### [ENTRIES SHOWN]
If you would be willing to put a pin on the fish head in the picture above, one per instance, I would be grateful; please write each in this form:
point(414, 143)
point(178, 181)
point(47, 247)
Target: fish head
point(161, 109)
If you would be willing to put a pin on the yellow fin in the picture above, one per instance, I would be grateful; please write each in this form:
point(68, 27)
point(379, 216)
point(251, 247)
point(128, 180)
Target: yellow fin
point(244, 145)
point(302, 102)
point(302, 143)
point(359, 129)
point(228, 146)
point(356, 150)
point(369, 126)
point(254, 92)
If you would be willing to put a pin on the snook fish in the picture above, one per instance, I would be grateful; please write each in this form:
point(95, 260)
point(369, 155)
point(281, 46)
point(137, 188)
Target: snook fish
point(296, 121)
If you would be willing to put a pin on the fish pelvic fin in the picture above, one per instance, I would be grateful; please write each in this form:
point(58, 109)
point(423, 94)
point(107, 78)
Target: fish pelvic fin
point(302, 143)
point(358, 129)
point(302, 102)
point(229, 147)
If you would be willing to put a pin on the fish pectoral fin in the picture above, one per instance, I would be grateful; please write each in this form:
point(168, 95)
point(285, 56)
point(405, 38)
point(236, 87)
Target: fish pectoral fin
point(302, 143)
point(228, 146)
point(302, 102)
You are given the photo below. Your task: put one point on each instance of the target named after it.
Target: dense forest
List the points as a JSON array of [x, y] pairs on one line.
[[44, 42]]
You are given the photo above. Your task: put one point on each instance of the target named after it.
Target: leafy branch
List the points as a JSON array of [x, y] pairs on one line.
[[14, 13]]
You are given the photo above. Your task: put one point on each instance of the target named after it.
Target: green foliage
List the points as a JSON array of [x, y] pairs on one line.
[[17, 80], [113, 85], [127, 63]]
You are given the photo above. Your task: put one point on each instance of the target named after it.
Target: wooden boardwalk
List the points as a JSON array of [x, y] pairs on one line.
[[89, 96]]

### [DIRECTIONS]
Reproduce exactly the lines above from the line with "point(128, 180)" to the line with "Target: dense forest", including both, and add nothing.

### [WRITTEN REPLY]
point(128, 180)
Target: yellow fin
point(244, 145)
point(302, 102)
point(302, 143)
point(359, 129)
point(228, 146)
point(356, 150)
point(369, 126)
point(254, 92)
If you would be willing to put a pin on the snook fish in the picture above, one per instance, I would be grateful; please write each in this form:
point(95, 260)
point(369, 155)
point(281, 46)
point(137, 188)
Target: snook fish
point(296, 121)
If you would be willing to put a pin on the fish pelvic fin in the picture above, one per instance, I would be grateful; please write each in this form:
point(58, 109)
point(423, 94)
point(107, 78)
Target: fish pelvic fin
point(302, 143)
point(358, 129)
point(302, 102)
point(229, 147)
If you would be willing to put a pin on the fish pectoral fin in the picture above, one per instance, I would be grateful; please write each in this form:
point(168, 95)
point(285, 56)
point(405, 38)
point(236, 87)
Target: fish pectoral fin
point(302, 143)
point(228, 146)
point(302, 102)
You are given the photo below. Your task: put one point on each instance of the target named after it.
Target: dense forest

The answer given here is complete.